:: SOURCE MATERIAL

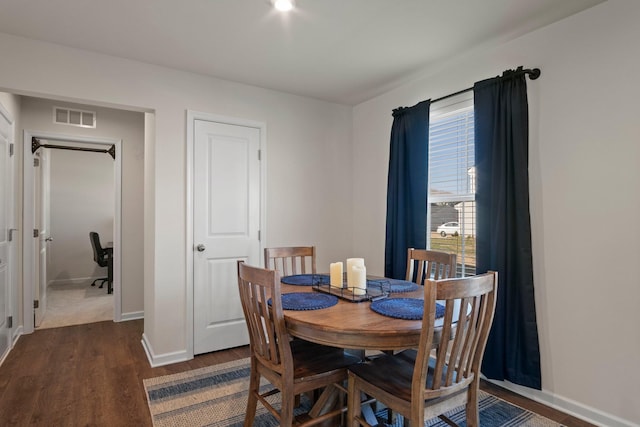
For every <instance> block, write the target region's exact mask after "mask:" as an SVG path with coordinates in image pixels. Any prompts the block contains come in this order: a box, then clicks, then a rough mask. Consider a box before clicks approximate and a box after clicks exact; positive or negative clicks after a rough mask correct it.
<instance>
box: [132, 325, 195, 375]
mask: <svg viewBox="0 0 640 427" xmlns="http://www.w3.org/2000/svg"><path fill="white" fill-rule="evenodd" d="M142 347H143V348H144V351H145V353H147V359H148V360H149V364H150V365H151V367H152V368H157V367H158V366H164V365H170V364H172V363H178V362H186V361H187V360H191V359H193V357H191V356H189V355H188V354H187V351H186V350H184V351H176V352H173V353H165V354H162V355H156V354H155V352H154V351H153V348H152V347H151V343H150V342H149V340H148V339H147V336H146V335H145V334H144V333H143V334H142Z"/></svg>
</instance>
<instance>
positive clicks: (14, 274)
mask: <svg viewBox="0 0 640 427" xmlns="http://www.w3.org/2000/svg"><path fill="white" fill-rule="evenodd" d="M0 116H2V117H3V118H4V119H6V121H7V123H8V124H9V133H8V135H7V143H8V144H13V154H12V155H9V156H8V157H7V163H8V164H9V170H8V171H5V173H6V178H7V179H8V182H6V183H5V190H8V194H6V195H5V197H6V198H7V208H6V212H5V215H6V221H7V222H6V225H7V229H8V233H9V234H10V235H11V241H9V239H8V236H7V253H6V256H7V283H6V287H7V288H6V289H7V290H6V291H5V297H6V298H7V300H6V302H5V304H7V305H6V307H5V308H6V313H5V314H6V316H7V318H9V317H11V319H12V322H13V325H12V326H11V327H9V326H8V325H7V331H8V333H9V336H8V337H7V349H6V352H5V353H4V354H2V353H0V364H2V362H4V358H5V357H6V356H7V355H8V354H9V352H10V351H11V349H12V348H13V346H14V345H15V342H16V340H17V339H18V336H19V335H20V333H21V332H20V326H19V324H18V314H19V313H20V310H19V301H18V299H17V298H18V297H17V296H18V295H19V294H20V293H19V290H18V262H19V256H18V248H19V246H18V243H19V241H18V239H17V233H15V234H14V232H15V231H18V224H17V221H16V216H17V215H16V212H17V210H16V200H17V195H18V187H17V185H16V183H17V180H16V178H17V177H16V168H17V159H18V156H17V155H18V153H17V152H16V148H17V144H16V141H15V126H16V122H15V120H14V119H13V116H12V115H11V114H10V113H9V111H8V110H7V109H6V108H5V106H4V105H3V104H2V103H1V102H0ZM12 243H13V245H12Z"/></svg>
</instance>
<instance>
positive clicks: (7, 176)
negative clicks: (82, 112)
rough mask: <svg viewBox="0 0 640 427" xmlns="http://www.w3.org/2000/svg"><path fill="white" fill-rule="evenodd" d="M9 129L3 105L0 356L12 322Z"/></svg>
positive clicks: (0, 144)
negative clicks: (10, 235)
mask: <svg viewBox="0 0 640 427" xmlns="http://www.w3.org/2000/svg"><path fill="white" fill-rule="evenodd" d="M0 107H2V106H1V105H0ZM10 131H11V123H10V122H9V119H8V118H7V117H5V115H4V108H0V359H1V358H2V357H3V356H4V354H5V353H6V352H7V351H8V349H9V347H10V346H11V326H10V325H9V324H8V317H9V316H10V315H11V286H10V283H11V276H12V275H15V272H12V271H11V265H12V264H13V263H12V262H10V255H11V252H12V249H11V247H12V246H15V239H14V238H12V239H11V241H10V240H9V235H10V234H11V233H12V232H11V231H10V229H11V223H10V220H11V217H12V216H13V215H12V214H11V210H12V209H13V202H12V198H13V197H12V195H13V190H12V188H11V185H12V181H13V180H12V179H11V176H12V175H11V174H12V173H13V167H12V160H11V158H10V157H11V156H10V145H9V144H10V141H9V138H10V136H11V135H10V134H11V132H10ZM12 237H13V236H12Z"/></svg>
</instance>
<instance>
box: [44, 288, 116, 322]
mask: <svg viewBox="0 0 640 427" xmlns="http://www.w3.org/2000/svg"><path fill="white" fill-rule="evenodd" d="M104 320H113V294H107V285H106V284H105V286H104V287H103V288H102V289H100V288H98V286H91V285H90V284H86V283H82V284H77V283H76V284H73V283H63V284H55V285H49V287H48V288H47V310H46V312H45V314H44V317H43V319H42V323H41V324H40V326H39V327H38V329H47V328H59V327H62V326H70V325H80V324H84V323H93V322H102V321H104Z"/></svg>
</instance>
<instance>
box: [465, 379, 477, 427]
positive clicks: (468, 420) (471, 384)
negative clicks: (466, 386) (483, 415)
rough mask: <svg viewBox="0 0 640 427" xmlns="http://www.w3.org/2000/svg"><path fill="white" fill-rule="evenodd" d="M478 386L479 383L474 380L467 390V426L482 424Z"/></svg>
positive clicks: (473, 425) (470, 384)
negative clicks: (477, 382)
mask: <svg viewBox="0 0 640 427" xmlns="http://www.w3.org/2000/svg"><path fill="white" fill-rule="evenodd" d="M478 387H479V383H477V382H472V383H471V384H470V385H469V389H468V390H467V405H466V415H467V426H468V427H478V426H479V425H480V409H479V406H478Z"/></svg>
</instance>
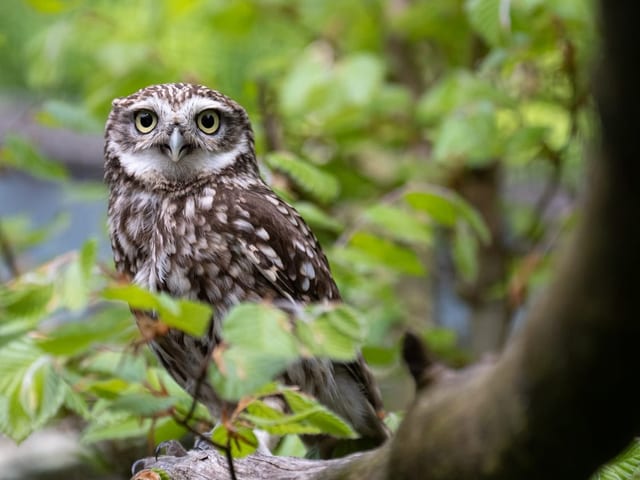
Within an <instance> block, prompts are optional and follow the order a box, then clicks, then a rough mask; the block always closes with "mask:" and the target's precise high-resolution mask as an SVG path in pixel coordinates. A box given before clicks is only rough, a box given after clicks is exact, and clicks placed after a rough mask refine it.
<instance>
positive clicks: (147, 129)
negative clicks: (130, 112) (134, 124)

::::

- **EXERCISE DESCRIPTION**:
Go through the listing above and return every line where the word "exact" occurs.

- **TASK OUTPUT**:
For every <instance> block, write the target region's exact mask after "mask:" as an SVG path with coordinates in image pixels. Any prompts the block contains come in this order: a box, then clicks, then a rough mask. Consider a box before clicks approximate and a box after clicks exact; positive or negative clicks after a rough mask correct it.
Within an <instance> block, prompts are optional and follow the order a box, then clicks, then a rough mask; the block always closes with "mask:" and the target's precise high-resolution mask as an SVG path in pixel coordinates. A box given before clicks is only rough, a box given after clicks is exact, and clicks placed after a rough mask refine it.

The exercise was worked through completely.